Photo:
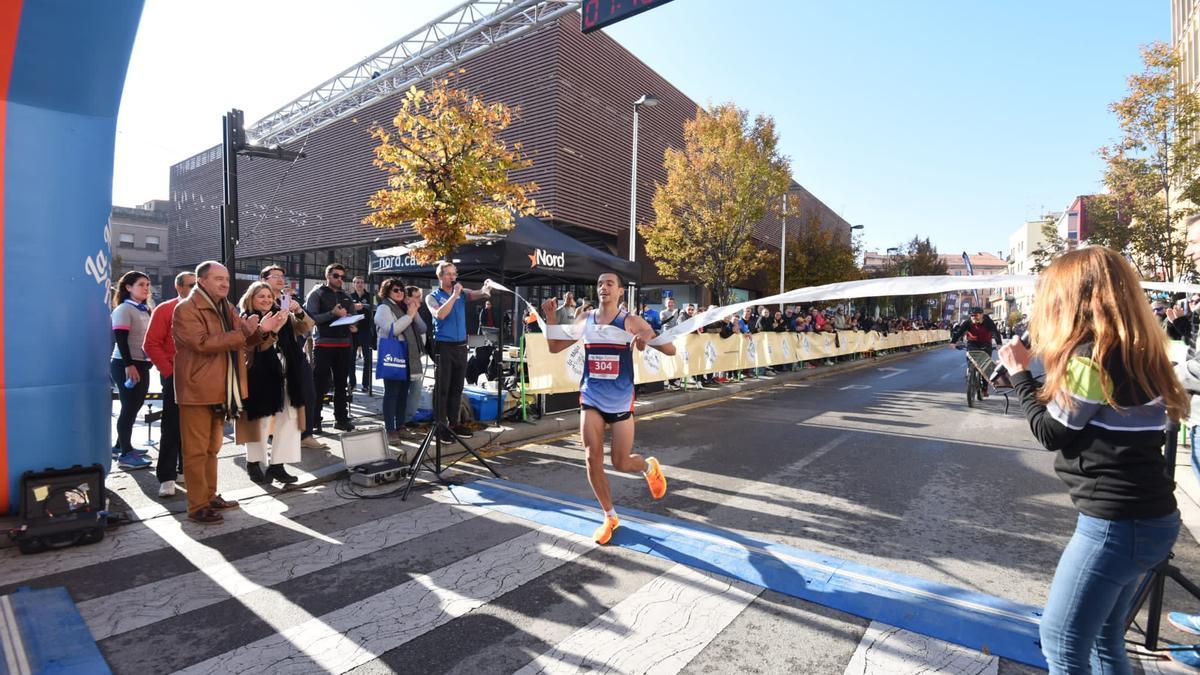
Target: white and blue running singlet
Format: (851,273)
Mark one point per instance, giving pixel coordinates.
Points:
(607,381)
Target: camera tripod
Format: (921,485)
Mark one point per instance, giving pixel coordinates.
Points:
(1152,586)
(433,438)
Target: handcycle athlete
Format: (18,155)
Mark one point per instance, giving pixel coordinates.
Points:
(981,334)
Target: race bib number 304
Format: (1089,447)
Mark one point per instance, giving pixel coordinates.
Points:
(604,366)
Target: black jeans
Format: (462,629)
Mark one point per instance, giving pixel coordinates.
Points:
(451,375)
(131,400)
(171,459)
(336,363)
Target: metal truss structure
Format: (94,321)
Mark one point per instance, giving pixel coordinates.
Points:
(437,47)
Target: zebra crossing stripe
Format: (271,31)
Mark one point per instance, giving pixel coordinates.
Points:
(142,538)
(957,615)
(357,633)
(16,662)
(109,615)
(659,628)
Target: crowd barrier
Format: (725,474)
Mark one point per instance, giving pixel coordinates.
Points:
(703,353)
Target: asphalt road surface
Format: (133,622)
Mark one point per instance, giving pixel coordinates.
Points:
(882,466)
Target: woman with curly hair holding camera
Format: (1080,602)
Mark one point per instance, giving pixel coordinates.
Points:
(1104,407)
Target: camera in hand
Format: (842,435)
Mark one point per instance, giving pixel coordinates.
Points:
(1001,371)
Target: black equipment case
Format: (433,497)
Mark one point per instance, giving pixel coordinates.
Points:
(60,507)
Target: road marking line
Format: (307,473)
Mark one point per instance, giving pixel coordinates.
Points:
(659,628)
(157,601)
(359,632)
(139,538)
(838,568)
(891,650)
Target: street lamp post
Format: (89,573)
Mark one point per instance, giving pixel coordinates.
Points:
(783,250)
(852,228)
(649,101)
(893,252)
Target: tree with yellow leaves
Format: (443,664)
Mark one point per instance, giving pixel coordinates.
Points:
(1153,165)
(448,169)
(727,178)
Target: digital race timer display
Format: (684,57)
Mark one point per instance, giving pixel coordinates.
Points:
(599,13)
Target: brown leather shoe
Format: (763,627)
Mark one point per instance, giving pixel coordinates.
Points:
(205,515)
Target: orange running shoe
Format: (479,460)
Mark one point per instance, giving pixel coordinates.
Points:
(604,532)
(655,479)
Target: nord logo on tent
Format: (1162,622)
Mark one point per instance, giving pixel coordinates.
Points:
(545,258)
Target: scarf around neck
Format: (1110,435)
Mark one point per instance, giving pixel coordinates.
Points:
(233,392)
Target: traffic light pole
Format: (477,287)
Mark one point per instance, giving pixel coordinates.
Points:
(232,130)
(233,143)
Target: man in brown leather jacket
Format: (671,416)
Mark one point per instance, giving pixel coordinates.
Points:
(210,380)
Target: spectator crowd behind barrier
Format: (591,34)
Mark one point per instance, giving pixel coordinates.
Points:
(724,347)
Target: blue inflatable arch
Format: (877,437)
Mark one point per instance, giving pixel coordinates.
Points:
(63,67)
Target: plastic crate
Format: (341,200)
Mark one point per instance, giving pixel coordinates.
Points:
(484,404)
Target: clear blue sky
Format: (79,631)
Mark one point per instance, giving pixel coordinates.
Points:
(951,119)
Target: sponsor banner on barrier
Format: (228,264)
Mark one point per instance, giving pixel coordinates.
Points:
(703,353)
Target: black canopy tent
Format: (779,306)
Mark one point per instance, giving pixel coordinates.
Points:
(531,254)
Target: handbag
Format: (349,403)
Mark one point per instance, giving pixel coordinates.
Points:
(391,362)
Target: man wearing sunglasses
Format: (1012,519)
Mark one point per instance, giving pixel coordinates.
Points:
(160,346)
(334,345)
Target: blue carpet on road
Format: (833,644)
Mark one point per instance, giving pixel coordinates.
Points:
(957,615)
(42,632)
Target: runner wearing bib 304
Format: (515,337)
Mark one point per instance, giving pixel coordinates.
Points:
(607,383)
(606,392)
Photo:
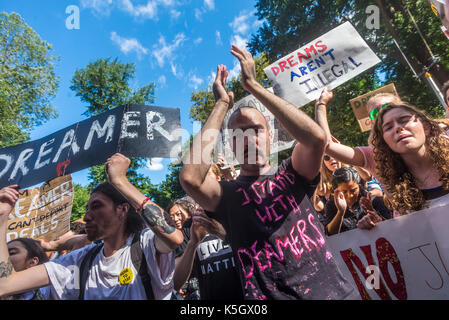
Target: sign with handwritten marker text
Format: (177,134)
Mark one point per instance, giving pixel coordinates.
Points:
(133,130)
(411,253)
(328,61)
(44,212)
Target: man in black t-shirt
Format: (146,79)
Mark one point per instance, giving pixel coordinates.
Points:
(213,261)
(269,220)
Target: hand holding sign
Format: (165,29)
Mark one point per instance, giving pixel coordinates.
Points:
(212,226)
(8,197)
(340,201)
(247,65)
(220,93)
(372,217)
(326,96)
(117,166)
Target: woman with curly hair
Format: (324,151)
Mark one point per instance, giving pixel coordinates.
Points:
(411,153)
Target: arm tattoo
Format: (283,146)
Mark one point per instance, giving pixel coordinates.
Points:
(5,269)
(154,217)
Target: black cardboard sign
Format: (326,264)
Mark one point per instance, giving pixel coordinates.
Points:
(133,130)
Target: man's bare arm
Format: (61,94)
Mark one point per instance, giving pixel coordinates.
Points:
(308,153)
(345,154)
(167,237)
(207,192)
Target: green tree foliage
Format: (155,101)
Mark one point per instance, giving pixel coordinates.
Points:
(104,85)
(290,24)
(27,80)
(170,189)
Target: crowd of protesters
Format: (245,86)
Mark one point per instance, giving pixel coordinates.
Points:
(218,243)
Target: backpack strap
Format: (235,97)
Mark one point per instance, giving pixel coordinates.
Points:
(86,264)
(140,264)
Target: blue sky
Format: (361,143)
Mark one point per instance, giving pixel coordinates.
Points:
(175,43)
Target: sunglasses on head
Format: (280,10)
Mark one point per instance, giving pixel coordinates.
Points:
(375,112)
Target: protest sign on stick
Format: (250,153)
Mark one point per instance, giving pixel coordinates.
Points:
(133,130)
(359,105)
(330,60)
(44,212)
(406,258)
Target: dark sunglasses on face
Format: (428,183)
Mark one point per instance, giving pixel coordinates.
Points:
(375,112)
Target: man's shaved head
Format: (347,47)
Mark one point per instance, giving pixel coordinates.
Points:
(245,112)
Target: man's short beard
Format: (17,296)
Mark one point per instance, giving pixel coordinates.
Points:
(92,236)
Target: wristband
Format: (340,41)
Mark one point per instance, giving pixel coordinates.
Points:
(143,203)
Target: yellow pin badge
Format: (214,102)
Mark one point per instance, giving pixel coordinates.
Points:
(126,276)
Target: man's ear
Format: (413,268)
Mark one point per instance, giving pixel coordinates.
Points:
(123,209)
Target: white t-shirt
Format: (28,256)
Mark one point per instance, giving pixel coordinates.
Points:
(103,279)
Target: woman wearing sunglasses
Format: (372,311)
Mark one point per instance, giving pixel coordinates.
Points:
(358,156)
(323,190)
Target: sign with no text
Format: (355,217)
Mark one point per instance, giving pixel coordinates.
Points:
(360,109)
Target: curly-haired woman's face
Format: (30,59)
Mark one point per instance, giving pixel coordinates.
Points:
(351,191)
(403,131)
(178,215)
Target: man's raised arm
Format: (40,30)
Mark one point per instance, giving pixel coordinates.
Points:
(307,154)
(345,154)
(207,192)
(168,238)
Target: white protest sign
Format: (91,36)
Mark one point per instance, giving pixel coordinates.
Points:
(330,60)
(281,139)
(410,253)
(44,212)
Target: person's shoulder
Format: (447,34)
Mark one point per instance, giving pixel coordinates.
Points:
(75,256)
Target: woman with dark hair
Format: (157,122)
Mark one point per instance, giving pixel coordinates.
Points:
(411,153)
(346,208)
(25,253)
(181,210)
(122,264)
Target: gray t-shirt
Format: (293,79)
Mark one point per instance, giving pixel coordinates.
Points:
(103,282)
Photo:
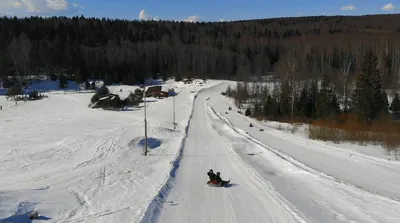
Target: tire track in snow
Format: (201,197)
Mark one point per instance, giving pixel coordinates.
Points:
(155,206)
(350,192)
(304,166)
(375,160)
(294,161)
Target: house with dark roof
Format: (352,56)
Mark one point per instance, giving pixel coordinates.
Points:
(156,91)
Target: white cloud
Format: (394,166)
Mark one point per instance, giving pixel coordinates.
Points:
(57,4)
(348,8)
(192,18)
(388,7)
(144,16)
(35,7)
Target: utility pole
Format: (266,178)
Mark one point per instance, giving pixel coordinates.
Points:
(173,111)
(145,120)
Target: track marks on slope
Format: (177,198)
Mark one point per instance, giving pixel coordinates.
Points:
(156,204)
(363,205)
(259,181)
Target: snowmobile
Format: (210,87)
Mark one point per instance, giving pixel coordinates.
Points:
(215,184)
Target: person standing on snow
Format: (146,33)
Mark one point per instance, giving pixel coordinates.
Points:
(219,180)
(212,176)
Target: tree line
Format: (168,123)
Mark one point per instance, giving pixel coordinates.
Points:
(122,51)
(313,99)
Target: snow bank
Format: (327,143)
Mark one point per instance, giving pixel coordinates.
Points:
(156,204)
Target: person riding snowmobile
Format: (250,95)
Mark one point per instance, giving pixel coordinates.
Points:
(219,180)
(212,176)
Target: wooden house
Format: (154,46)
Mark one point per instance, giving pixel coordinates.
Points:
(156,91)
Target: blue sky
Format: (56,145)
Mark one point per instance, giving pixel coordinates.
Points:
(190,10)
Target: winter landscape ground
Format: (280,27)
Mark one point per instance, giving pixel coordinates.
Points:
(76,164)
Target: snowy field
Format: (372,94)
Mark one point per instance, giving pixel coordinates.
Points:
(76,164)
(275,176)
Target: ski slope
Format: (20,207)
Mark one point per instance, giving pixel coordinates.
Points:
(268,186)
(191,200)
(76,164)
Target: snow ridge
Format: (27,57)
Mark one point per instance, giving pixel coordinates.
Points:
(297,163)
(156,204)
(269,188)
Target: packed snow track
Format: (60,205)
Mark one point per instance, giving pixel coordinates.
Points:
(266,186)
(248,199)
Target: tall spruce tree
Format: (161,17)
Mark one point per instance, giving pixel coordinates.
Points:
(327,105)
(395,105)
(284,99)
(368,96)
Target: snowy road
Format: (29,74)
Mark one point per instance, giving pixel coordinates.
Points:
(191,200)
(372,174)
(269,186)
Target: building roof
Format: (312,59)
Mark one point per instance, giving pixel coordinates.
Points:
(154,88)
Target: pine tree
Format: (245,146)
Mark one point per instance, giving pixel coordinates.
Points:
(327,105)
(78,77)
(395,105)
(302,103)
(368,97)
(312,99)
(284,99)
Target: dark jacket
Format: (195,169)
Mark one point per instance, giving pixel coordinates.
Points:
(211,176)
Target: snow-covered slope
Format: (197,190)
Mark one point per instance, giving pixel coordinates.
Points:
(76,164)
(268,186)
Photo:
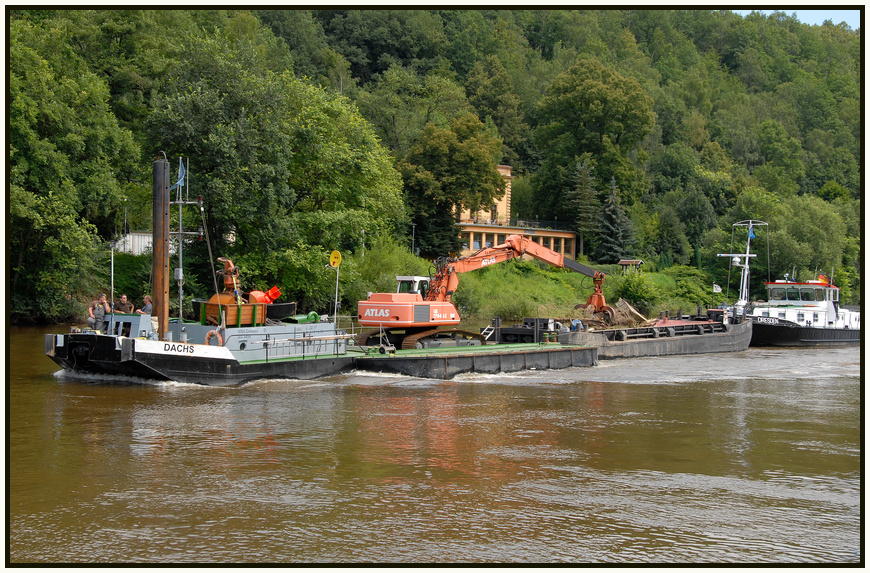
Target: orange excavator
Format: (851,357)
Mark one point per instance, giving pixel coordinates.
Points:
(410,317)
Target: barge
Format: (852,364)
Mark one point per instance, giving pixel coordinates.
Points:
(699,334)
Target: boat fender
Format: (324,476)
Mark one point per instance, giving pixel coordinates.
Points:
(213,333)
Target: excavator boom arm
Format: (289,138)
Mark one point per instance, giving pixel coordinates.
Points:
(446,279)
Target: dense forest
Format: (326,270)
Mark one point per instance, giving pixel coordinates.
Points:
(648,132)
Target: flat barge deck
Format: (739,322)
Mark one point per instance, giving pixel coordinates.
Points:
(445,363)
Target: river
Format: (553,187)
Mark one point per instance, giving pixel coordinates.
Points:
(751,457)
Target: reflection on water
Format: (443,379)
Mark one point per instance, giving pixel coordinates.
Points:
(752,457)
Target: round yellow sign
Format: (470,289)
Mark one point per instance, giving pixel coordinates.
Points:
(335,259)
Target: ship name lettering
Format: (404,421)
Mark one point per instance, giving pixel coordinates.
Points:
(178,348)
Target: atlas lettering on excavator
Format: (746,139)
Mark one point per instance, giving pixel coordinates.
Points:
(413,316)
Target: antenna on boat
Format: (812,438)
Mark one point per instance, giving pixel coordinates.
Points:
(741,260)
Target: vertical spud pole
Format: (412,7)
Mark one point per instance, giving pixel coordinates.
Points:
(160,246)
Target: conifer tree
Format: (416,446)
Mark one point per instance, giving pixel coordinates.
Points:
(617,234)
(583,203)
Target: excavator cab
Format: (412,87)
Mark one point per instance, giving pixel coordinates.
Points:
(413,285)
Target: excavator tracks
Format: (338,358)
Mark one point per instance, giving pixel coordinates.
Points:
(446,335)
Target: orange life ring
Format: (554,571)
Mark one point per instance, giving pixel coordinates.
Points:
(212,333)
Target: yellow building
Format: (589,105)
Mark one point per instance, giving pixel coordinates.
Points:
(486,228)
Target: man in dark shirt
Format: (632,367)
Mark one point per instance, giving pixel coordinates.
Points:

#### WORK REQUEST
Show, from the material above, each line that includes the string "white".

#### RESULT FOR THIS TASK
Target: white and blue running singlet
Target: white t-shirt
Target: white protest sign
Target: white cloud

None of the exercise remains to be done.